Saved data entries:
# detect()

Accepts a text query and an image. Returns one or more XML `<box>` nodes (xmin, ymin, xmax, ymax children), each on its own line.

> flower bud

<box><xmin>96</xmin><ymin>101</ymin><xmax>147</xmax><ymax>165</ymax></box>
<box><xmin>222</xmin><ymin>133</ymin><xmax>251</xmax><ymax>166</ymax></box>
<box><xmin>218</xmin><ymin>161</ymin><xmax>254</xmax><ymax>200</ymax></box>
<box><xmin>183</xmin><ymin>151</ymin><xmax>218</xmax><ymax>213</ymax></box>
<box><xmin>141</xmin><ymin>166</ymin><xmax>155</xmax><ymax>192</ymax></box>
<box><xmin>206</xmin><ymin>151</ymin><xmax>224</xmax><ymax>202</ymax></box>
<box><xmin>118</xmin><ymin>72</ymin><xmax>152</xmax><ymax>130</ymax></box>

§ TASK OBJECTIVE
Beginning of the records through the line with "Accepts a text": return that span exactly and stop there.

§ YOUR SOLUTION
# detect()

Accepts a text query and an image. Returns one or more XML `<box>` nodes (xmin, ymin, xmax, ymax children), each on its own line.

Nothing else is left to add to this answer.